(Exercise prompt): As the answer, set down the lines below from the one containing "Class, indicate each instance of the window" through the one containing "Class, indicate each instance of the blue", exactly and inclusively, and no others.

(Records from a data collection):
_____

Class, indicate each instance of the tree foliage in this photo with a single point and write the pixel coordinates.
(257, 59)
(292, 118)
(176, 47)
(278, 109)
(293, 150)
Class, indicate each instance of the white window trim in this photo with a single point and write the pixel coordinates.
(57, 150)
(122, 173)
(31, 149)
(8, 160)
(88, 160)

_____

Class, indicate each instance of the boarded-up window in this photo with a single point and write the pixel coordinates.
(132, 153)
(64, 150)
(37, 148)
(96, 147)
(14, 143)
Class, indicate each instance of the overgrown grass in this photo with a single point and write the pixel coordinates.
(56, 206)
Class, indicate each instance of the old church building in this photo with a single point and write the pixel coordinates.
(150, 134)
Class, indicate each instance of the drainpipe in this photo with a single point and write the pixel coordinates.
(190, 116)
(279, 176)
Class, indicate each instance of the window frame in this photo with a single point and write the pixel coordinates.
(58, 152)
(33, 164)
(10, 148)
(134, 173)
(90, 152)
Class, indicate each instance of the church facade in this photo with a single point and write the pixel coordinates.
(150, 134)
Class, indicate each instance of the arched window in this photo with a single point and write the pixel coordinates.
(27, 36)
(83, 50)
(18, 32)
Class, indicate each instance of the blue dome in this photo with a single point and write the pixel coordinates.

_____

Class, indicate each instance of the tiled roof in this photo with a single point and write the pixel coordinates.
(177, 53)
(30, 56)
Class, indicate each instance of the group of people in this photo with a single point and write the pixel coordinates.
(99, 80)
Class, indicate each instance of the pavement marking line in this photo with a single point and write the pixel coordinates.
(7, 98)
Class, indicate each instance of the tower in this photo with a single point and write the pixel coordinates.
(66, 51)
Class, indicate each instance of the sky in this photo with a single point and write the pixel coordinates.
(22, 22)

_____

(Output):
Class, indicate each instance of the window frame in this photo with a single point and write the pixel coordinates.
(58, 152)
(33, 164)
(10, 148)
(134, 173)
(90, 152)
Class, indicate each instance of the church facade in this photo with a single point and write the pixel coordinates.
(150, 134)
Class, indicate each instance of the arched window in this photo with a single point and write the pixel coordinates.
(27, 36)
(83, 50)
(18, 32)
Class, indicate each instance of the blue dome in this photo with a single point and write the pixel coordinates.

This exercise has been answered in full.